Job 1 - Duplicate the passage of the asynchronous Thrift client email below, from "I've not been" up to and including "used thrift.".

§

Have you had a chance to try this technique out in Java ?

I've not been able to get back to my original experiments for the last week. 

If it works you should be able to put together a non blocking client that still 
used thrift. 

Aaron
On 30 Jul 2010, at 16:57, Ryan Daum wrote:

> An asynchronous thrift client in Java would be something that we could really 
> use; I'm trying to get a sense of whether this async client is usable with 
> Cassandra at this point -- given that Cassandra typically bundles a specific 
> older Thrift version, would the technique described here work at all with a 
> 0.6.x or 0.7 distribution? Has anybody tried this?
> 
> Barring this we (place where I work, Chango) will probably eventually fork 
> Cassandra to have a RESTful interface and use the Jetty async HTTP client to 
> connect to it. It's just ridiculous for us to have threads and associated 
> resources tied up on I/O-blocked operations.

§

Job 2 - Give the listing below as a JSON list of strings, one string per line and no blank lines, from the line with "red basketball jersey" up to and including the last line of the listing.

§

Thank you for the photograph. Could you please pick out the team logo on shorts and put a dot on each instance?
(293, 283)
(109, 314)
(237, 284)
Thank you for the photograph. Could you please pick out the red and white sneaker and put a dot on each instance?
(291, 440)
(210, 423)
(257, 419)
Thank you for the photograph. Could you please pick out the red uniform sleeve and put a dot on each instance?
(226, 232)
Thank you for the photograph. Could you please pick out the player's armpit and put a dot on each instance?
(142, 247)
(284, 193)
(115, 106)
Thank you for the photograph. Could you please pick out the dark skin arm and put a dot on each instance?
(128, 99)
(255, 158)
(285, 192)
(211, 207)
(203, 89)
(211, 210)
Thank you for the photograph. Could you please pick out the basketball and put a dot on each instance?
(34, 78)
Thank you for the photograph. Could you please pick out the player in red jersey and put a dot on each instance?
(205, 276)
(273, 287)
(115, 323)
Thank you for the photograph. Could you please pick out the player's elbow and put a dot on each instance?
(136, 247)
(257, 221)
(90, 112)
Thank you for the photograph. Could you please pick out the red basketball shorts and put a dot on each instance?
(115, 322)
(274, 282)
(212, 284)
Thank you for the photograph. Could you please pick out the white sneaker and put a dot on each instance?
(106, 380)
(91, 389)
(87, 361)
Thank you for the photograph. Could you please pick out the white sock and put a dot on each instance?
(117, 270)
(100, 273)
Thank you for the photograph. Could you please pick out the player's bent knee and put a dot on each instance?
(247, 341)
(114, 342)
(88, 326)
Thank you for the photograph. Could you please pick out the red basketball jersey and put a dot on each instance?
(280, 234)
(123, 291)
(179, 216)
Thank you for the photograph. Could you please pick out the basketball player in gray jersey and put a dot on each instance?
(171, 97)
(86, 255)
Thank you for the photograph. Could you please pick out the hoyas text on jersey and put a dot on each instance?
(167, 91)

§

Written reply 1 -
I've not been able to get back to my original experiments for the last week. 

If it works you should be able to put together a non blocking client that still 
used thrift.

Written reply 2 -
[
  "Thank you for the photograph. Could you please pick out the red basketball jersey and put a dot on each instance?",
  "(280, 234)",
  "(123, 291)",
  "(179, 216)",
  "Thank you for the photograph. Could you please pick out the basketball player in gray jersey and put a dot on each instance?",
  "(171, 97)",
  "(86, 255)",
  "Thank you for the photograph. Could you please pick out the hoyas text on jersey and put a dot on each instance?",
  "(167, 91)"
]